_Quoted passage_:

%%

A review of Keeping Track's seminal sports-gender conversation
The mere existence of this podcast is an important early step in the march against pseudo-activists and the functionally insane
I laid the foundation for this podcast review almost three weeks ago, so I won’t offer deep background. What’s below is a cleaned up version of notes I took while listening to the podcast, hosted by Molly Huddle, Alysia Montaño and Roisin McGettigan and titled “Joanna Harper On Sporting Gender.” Sporting Gender is the title of Harper’s book, published by the same company responsible for the 2017 opus Young Runners at the Top (now available by special order in both Elmer Fudd and Cockney dialects).
The final sentence in the show’s standard introduction is “We care about the current and future landscape in women’s sports,” which, as it happens, I do too. It takes a lot to get me to listen to an entire running-related podcast, and also more self-cajoling than it may appear for me to write another post assured of drawing sad-face icons and demands to retract social shares from people who refuse to actually read it. This bloglike endeavor is rewarding in a few palpable senses, but I spent over 20 years writing about running in as positive a way as I could (opinions about my own races excepted) before this blog took a slight turn, and didn’t just wake up one day deciding to start dirt-bombing people who make a living—or, to be more realistic, grocery-to-almost-rent money—contributing their voices to a marginal but worthy sporting enterprise. Had I noticed a sudden and intentional diminution of journalistic ethics among running-writers, editors, and entire magazines five or ten or fifteen years ago, I’m sure that last angry hair strapped across my ass would have snapped then instead of last summer. (As it is, even as a far younger crotchety old man and Running Times senior writer, I used to rip content in Runner’s World regularly, a practice that continued after the latter purchased the former, has never stopped, and is gathering steam by the week. But those differences in perspective of yore were entirely sane and usually in fun.)
If you are in fact someone who reads whole posts, by the end of this one, you should understand why being nice to the proponents of unjust policies and kind to the athletes involved in their determination are two entirely different prospects, despite furious attempts to weld the two by those proponents. None of any animus found here is directed toward anyone but observers and commentators, some of them wielding enough influence to require that their lies, intentional distortions and misunderstandings be forcefully countervailed by, well, someone. My chief complaint isn’t that they are supporting wrong ideas; it’s that their shady ways of reporting on it reveal that they know, to at least some extent, that these ideas are bad. And of course, while slipshod work is one thing, dishonest reporting by itself is another and a good reason to sound some kind of alarm.
The pertinent chatter starts about ten minutes into the recording, after the hosts spend a few minutes marveling good-naturedly that breastfeeding an infant (I assume they’re talking only about infants) is somehow still taboo on American television despite the colossal flurry of genuine obscenities the medium cranks out. The hosts’ own notes on the podcast, which are really more like bookmarks or DVD section titles, are here.
9:50: The three hosts note the many requests they had received to tackle the topic of transgender and intersex (formally, a 46 X,Y disorder of sexual development, resulting in testes retained in the abdomen) women in sports, in particular in the 800 meters. At the moment, transgender athletes are a source of considerable tension at the high-school level and to a lesser extent in U.S. colleges, but at the world-class level of track and field, the focus is on intersex participants.

%%

_Dataset entries_:
%%

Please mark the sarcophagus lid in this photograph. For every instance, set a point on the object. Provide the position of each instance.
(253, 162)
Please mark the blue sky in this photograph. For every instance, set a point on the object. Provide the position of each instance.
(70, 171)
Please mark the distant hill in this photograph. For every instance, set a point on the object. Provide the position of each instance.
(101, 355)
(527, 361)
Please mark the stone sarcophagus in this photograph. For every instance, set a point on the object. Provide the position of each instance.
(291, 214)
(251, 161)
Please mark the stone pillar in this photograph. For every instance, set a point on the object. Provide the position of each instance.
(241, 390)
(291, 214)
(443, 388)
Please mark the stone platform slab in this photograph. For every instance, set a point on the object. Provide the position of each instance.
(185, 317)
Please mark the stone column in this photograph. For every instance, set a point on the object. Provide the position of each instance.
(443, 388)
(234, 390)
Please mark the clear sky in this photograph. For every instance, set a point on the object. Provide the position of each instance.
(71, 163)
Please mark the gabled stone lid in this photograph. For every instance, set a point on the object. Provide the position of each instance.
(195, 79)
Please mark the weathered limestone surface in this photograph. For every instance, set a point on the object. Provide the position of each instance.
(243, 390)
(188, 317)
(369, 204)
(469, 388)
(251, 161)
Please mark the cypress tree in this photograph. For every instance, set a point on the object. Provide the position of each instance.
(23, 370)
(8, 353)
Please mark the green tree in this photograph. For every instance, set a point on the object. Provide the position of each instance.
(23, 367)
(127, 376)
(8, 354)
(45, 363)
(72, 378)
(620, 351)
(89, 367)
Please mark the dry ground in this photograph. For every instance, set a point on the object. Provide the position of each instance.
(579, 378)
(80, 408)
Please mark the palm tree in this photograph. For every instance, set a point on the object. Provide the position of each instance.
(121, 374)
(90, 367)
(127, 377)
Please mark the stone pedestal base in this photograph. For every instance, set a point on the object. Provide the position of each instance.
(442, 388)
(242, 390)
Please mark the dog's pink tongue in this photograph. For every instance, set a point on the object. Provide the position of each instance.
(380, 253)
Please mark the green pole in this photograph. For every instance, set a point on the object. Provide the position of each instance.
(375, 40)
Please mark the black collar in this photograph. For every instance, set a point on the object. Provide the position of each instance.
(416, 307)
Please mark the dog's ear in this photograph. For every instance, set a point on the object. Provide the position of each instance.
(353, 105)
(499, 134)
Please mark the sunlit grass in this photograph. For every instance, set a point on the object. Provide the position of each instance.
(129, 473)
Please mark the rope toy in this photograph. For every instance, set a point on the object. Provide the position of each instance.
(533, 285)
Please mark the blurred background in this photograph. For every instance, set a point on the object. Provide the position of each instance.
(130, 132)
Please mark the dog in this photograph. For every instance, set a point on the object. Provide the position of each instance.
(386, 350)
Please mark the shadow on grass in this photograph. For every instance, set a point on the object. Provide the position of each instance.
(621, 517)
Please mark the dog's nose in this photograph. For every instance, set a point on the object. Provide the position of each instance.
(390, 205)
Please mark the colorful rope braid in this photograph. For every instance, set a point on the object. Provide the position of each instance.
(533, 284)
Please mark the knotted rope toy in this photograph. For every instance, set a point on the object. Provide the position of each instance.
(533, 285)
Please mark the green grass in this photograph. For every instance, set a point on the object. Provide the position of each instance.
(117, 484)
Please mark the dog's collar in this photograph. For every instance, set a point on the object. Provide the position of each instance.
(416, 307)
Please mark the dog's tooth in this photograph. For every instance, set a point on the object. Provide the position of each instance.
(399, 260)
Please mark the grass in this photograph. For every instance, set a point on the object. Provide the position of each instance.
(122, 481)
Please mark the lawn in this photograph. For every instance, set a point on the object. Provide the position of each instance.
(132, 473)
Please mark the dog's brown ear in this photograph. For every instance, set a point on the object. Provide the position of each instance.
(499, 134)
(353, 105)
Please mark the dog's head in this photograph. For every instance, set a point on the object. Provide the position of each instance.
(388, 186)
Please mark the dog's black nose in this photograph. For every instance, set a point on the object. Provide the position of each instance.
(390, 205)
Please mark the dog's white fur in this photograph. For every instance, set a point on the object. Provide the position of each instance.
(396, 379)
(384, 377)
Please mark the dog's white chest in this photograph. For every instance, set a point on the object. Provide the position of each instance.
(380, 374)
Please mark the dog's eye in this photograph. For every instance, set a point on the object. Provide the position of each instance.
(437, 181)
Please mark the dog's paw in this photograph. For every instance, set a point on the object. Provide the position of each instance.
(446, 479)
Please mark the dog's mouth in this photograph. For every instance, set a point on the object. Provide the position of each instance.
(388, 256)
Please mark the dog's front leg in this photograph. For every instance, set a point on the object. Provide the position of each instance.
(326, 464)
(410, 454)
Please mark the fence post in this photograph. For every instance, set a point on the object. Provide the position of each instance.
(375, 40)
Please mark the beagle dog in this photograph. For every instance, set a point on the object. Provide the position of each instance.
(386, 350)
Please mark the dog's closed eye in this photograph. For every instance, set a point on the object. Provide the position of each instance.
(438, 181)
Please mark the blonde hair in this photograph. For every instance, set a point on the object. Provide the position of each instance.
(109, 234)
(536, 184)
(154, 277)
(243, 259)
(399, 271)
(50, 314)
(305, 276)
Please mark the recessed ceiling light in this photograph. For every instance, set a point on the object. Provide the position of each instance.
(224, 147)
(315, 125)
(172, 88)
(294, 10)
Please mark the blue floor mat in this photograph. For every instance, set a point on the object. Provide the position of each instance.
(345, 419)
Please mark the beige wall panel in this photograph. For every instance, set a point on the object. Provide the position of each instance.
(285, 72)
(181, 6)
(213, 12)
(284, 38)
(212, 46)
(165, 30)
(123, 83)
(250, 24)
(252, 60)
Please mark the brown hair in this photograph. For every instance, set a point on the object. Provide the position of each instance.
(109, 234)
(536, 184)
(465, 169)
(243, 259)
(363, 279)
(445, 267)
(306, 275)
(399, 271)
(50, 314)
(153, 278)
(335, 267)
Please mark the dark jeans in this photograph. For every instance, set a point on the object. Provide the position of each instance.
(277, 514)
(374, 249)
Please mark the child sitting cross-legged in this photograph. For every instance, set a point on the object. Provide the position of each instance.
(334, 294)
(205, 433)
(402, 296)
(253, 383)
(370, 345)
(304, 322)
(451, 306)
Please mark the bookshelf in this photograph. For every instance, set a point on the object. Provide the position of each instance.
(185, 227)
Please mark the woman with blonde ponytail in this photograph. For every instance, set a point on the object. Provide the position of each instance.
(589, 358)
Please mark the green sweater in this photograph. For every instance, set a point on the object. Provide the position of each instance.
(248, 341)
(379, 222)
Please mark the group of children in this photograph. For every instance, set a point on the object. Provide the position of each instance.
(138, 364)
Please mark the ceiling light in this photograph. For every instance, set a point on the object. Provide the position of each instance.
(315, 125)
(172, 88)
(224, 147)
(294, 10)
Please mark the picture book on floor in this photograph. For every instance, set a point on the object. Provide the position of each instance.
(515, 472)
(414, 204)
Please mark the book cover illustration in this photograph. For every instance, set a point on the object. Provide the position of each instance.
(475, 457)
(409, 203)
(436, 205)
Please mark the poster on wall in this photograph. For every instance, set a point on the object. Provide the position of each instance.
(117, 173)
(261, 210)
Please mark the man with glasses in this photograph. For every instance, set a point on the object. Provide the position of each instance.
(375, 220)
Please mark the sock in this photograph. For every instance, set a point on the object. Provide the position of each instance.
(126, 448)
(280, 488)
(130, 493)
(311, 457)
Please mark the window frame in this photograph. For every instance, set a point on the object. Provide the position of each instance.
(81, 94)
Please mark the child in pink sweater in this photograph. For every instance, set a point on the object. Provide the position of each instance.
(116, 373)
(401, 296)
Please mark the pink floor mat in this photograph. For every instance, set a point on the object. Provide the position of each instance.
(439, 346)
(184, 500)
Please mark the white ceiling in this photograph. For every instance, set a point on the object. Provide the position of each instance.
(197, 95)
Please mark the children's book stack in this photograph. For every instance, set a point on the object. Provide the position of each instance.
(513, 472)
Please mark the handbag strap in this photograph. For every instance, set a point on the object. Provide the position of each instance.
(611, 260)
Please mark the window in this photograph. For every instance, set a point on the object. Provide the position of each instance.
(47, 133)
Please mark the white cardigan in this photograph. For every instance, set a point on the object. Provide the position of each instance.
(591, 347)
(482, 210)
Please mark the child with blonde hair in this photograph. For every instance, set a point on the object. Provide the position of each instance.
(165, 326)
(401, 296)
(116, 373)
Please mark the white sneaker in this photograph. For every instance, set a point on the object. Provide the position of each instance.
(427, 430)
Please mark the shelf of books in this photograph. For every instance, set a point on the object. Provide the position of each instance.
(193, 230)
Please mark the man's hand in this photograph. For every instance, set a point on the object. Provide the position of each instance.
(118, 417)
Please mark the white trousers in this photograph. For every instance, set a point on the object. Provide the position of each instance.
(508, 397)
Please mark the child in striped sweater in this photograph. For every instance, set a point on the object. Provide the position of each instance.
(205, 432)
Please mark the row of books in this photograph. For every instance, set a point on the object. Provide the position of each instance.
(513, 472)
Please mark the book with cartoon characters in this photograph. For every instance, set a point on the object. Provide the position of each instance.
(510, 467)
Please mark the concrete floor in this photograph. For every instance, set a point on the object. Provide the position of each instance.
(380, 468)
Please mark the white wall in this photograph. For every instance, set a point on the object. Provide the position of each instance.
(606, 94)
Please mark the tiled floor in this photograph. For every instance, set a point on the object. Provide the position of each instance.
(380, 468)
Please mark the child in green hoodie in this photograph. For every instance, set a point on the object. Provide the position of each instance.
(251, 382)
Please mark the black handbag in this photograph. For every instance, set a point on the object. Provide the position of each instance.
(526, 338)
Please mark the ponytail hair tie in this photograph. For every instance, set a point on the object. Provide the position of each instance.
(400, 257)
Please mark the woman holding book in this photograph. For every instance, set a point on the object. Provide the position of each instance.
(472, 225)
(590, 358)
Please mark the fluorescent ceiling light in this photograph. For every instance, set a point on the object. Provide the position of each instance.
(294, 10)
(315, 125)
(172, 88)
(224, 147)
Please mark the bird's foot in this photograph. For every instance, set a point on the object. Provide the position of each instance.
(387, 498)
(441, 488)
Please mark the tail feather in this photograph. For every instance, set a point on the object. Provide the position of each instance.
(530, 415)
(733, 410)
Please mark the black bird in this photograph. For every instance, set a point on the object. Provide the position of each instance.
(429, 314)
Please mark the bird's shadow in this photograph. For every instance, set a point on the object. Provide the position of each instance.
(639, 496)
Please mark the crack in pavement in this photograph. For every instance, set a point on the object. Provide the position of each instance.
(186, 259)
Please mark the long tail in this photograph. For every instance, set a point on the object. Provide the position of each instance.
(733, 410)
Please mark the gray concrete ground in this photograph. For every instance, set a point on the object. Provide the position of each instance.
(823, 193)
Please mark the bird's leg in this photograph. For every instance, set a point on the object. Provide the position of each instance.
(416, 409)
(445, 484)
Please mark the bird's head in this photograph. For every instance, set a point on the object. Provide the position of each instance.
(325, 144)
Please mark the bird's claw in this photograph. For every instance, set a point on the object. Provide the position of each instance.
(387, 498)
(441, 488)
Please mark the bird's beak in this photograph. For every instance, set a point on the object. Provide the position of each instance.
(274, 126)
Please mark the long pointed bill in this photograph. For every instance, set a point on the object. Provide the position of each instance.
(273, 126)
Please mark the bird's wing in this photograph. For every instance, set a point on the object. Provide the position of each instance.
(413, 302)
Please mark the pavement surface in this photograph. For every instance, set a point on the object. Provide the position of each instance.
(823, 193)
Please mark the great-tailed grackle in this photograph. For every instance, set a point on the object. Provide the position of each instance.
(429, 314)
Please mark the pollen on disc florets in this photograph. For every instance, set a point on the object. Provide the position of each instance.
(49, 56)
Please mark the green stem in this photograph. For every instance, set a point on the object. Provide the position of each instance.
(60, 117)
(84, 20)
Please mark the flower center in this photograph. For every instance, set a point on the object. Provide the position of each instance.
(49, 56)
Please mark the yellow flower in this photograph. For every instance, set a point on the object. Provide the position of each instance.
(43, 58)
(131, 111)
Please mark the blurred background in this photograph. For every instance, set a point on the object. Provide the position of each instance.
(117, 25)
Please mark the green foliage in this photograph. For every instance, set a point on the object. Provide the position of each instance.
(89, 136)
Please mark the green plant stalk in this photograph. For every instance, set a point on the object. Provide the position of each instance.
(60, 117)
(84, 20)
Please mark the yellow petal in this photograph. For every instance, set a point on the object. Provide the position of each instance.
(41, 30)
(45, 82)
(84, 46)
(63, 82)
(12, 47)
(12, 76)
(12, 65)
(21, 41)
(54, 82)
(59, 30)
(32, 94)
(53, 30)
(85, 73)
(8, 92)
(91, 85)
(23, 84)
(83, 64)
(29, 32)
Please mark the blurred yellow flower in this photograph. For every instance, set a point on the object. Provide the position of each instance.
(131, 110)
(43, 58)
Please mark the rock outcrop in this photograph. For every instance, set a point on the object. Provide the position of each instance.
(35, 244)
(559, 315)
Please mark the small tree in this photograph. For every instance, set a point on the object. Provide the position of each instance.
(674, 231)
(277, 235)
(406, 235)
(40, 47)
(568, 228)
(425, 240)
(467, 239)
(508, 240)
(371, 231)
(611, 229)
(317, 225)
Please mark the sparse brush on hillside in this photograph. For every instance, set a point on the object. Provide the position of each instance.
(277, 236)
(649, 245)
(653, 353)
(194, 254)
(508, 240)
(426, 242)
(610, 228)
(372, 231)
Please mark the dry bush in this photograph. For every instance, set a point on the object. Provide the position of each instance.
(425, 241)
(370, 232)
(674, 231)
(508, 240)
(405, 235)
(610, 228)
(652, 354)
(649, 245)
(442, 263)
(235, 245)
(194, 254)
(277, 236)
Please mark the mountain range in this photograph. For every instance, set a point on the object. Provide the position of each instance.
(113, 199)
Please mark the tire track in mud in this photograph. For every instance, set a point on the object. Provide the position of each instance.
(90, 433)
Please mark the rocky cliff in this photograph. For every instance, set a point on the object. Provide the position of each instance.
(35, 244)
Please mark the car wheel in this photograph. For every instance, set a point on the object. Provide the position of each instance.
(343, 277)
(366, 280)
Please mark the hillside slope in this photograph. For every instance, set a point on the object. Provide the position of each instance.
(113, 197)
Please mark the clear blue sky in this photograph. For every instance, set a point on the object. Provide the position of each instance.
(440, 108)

%%

_What the task asks_:
Retype the podcast review word for word from "A review of" up to and including "and Cockney dialects).". You can ignore the lines in the dataset entries.

_Solution below_:
A review of Keeping Track's seminal sports-gender conversation
The mere existence of this podcast is an important early step in the march against pseudo-activists and the functionally insane
I laid the foundation for this podcast review almost three weeks ago, so I won’t offer deep background. What’s below is a cleaned up version of notes I took while listening to the podcast, hosted by Molly Huddle, Alysia Montaño and Roisin McGettigan and titled “Joanna Harper On Sporting Gender.” Sporting Gender is the title of Harper’s book, published by the same company responsible for the 2017 opus Young Runners at the Top (now available by special order in both Elmer Fudd and Cockney dialects).